▶ WHAT IS REQUIRED:
Find each line in the records below that contains the word "object", and copy those lines. Case counts.
— Start of RECORDED INFORMATION —
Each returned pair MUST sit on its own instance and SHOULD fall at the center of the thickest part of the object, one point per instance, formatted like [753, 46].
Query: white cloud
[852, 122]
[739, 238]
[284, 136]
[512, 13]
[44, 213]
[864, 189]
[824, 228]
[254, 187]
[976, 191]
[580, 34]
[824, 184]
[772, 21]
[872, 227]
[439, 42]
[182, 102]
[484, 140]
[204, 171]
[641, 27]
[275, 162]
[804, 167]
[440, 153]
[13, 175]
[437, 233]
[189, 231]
— End of RECORDED INFORMATION —
▶ RESULT:
Each returned pair MUST sit on its own instance and SHOULD fall at the center of the thickest part of the object, one point per instance, formatted like [753, 46].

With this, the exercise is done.